■ THE PROBLEM:
Only the number is needed: count the lines below that hold the string "instance".

■ DATASET RECORDS:
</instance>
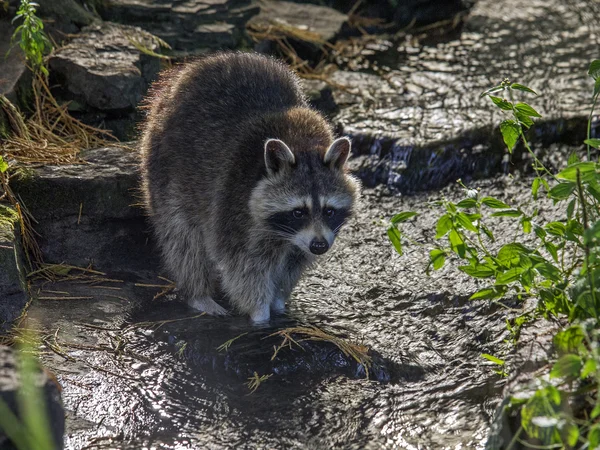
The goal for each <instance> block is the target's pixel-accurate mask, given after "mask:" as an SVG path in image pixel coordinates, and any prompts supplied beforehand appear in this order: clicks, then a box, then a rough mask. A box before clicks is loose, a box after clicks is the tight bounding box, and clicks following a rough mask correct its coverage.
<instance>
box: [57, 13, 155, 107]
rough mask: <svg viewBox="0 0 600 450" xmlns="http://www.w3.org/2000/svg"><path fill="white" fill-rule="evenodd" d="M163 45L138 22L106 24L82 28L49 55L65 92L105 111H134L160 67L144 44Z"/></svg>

■ WRITTEN RESPONSE:
3